● The exercise:
Working from the line that contains "Formation-chart tagging: label the sign reading 'g." down to the last line below, repeat each line exactly.

● Material provided:
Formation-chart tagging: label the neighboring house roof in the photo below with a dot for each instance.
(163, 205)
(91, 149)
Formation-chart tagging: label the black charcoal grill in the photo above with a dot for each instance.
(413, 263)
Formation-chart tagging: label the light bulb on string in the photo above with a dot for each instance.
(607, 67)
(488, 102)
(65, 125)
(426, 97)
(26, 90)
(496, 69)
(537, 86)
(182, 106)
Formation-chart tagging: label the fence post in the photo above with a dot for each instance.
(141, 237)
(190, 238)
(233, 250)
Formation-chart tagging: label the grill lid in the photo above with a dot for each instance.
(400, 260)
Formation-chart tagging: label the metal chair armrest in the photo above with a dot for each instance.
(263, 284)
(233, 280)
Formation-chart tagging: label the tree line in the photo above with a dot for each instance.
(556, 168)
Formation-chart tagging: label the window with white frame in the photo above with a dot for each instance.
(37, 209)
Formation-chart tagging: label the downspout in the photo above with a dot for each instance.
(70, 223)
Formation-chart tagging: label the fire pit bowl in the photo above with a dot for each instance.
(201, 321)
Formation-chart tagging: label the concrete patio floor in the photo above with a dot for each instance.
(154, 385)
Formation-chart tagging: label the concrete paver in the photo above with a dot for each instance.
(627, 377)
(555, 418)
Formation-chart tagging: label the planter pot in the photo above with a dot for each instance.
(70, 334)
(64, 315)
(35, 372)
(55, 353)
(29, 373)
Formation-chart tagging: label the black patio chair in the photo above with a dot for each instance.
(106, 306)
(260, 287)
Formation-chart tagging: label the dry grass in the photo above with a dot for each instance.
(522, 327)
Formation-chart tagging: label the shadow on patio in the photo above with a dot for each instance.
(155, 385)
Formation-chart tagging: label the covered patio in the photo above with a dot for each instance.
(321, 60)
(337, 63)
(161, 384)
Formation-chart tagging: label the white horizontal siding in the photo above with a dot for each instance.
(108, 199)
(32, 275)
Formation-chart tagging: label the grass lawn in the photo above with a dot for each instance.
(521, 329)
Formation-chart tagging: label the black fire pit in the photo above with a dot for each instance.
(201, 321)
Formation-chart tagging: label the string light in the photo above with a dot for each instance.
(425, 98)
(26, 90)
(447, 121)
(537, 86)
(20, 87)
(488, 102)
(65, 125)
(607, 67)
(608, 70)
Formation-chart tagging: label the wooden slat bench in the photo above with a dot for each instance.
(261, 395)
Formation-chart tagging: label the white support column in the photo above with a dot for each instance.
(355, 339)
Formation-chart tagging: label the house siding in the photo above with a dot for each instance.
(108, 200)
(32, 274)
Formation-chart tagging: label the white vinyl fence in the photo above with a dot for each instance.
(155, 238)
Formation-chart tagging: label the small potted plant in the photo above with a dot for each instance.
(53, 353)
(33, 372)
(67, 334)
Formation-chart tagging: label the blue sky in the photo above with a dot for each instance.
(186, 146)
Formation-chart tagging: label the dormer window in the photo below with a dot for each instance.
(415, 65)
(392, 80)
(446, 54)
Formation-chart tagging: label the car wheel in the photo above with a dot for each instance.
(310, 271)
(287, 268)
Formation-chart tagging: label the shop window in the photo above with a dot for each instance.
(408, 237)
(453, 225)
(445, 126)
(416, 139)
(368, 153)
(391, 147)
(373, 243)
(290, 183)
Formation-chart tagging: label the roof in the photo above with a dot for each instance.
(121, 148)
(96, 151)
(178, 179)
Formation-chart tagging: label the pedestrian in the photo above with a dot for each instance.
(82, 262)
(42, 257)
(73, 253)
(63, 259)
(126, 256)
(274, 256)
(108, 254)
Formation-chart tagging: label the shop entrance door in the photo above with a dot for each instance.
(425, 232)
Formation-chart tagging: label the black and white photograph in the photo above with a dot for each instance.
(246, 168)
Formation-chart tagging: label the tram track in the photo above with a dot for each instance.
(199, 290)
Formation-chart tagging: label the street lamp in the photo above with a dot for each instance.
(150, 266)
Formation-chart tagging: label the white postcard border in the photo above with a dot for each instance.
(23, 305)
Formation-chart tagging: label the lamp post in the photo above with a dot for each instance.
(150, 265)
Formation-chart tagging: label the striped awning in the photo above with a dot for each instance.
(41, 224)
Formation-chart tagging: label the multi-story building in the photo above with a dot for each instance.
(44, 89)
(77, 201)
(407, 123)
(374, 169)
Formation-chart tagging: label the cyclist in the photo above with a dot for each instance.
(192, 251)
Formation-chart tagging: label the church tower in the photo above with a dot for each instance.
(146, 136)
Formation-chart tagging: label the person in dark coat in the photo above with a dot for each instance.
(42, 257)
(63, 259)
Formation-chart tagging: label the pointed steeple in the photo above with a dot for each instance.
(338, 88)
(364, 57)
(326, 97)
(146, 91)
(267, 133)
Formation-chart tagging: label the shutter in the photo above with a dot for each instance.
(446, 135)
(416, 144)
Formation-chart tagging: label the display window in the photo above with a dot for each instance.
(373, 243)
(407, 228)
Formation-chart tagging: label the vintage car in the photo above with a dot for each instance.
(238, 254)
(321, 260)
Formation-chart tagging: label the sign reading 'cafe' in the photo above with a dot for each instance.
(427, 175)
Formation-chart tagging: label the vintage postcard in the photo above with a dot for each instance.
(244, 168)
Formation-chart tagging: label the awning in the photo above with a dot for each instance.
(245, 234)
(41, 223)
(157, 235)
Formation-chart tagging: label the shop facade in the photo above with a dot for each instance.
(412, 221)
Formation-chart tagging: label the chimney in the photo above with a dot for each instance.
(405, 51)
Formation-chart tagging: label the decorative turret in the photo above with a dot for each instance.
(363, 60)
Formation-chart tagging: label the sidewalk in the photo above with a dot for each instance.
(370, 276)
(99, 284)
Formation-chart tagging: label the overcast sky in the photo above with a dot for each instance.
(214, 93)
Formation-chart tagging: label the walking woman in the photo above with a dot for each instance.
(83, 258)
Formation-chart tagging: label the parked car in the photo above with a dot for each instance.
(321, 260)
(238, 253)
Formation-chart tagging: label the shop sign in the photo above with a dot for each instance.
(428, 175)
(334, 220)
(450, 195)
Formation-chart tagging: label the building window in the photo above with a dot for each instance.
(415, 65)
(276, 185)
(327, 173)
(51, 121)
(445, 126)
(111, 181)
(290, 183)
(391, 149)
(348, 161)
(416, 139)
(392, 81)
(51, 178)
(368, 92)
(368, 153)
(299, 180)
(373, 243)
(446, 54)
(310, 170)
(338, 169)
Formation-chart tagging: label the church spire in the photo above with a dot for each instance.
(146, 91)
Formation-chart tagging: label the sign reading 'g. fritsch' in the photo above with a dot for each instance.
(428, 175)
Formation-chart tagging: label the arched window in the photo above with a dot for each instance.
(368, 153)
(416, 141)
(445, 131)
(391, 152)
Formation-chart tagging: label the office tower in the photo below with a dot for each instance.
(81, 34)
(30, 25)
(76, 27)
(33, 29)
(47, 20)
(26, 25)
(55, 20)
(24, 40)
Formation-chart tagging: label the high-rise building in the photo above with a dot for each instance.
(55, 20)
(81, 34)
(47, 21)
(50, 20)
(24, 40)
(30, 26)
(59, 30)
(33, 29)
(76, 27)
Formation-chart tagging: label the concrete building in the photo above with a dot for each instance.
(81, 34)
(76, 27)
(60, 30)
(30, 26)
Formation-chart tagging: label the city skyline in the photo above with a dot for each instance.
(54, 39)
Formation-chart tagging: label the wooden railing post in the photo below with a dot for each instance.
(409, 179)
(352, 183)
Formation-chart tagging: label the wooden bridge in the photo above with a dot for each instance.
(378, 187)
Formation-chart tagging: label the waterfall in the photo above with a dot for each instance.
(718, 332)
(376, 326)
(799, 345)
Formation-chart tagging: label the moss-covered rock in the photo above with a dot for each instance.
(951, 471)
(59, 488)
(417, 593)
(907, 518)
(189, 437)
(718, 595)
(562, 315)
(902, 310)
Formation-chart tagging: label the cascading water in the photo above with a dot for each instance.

● Worked answer:
Formation-chart tagging: label the sign reading 'g. fritsch' in the photo above with a dot for each instance.
(428, 175)
Formation-chart tagging: label the arched window in the photo above with a dot for each instance.
(368, 153)
(416, 141)
(445, 131)
(391, 152)
Formation-chart tagging: label the office tower in the photo below with a dot for each instance.
(81, 34)
(30, 25)
(76, 27)
(33, 29)
(47, 20)
(26, 25)
(55, 20)
(24, 40)
Formation-chart tagging: label the high-rise building in the photo above with a dot for each instance.
(55, 20)
(81, 34)
(47, 21)
(50, 20)
(24, 40)
(30, 26)
(59, 30)
(33, 29)
(76, 27)
Formation-chart tagging: label the concrete building in the photo above with a dot for each instance.
(81, 34)
(76, 27)
(60, 30)
(30, 26)
Formation-chart tagging: label the city skyline in the photo above with a dot for each instance.
(54, 39)
Formation-chart tagging: label the wooden railing post in the photo below with a dot for each instance.
(409, 179)
(352, 183)
Formation-chart tagging: label the wooden bridge in the photo above with a dot for each instance.
(378, 187)
Formation-chart tagging: label the waterfall in the photo above with a dot for each instance.
(718, 332)
(376, 326)
(799, 345)
Formation-chart tagging: label the moss-covered rock in the photo above with a dot for each instance.
(951, 471)
(59, 488)
(417, 593)
(907, 518)
(189, 437)
(718, 595)
(562, 315)
(902, 310)
Formation-chart tagging: label the cascading water in the photo above with a dot for each instance.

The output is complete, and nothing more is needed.